Position annotation records
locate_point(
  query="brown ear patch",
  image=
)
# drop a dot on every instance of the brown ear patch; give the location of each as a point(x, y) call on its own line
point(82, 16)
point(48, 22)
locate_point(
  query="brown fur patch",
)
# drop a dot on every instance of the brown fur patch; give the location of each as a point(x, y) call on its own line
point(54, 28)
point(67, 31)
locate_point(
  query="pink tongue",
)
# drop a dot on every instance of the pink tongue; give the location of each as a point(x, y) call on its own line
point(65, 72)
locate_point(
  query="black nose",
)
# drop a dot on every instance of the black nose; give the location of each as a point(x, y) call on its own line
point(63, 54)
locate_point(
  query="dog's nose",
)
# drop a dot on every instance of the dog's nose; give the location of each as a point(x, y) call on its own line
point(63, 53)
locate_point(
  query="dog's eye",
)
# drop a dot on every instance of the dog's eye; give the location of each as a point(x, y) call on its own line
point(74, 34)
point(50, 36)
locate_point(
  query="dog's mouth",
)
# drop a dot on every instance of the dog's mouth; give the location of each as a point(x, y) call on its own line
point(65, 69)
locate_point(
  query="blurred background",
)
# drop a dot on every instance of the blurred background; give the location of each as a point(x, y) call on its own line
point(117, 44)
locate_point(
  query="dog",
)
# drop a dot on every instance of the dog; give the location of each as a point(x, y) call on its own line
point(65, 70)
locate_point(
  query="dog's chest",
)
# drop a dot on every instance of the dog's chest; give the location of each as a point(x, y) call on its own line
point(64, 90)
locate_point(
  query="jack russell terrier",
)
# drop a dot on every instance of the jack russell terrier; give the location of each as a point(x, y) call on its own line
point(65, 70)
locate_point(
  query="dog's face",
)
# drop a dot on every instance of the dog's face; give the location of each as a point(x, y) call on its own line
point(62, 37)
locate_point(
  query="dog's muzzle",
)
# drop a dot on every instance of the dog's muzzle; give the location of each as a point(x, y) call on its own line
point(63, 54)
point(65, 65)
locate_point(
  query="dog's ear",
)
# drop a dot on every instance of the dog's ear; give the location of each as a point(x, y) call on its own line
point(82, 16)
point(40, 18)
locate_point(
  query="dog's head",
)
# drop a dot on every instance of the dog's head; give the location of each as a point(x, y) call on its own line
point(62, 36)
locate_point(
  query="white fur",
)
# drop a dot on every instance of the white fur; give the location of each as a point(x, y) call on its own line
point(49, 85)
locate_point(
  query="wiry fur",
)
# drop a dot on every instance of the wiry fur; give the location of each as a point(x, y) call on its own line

**Required task:** Output every line of the data above as a numbered list, leaving out any blank lines.

**Result:**
1. locate_point(
2.   query="brown ear patch",
3.   image=
4. )
5. # drop a dot on every instance of the brown ear patch; give the location of each as a point(x, y) call on its own line
6. point(82, 16)
7. point(48, 22)
8. locate_point(
9.   query="brown fur patch",
10. )
11. # drop a dot on every instance of the brown fur patch; give the location of each as a point(x, y) call on its own line
12. point(54, 28)
13. point(67, 31)
14. locate_point(
15.   query="pink tongue",
16. )
17. # drop a dot on every instance of the pink tongue; give the location of each as a point(x, y) call on its own line
18. point(65, 72)
19. locate_point(
20.   query="black nose",
21. )
22. # drop a dot on every instance of the black nose; give the location of each as a point(x, y) call on its own line
23. point(63, 54)
24. locate_point(
25.   query="dog's nose",
26. )
27. # drop a dot on every instance of the dog's nose; give the location of each as a point(x, y) call on its own line
28. point(63, 53)
29. locate_point(
30.   query="dog's eye",
31. )
32. # drop a dot on every instance of the dog's eye; give the location of each as a point(x, y) call on its own line
33. point(74, 34)
34. point(50, 36)
35. locate_point(
36.   query="dog's mouth",
37. )
38. # drop a dot on every instance of the dog's mouth; give the location of each as a point(x, y) call on its own line
39. point(65, 69)
40. locate_point(
41.   query="blurred background",
42. )
43. # drop a dot on every instance of the blurred background; give the location of each as a point(x, y) call on its own line
44. point(117, 44)
45. locate_point(
46.   query="dog",
47. )
48. # drop a dot on every instance of the dog; give the location of each as a point(x, y) call on its own line
49. point(65, 70)
50. locate_point(
51.   query="dog's chest",
52. )
53. # drop a dot on every instance of the dog's chest; give the location of each as a point(x, y) call on its own line
54. point(64, 90)
55. locate_point(
56.   query="jack russell terrier",
57. )
58. # drop a dot on every instance of the jack russell terrier; give the location of each as a point(x, y) call on its own line
59. point(65, 70)
60. locate_point(
61.   query="dog's face",
62. )
63. # drop a dot on every instance of the dog's face; give the location of each as a point(x, y) call on its own line
64. point(62, 37)
65. locate_point(
66.   query="dog's muzzle",
67. )
68. # drop a dot on every instance of the dog's muzzle; give the location of each as a point(x, y) call on its own line
69. point(63, 54)
70. point(65, 65)
71. locate_point(
72.   query="dog's ear",
73. )
74. # drop a dot on every instance of the dog's ear; give the location of each as a point(x, y) call on its own line
75. point(82, 16)
76. point(40, 18)
77. locate_point(
78.   query="dog's head",
79. )
80. # drop a dot on every instance of the dog's head; give the location of each as a point(x, y) call on its own line
81. point(62, 36)
82. locate_point(
83.   query="white fur",
84. )
85. # drop a dot on every instance of the white fur; give the location of each as a point(x, y) call on its own line
86. point(49, 85)
87. locate_point(
88.   query="wiry fur",
89. )
90. # drop a dot on every instance of the wiry fur; give the location of each as a point(x, y) call on its own line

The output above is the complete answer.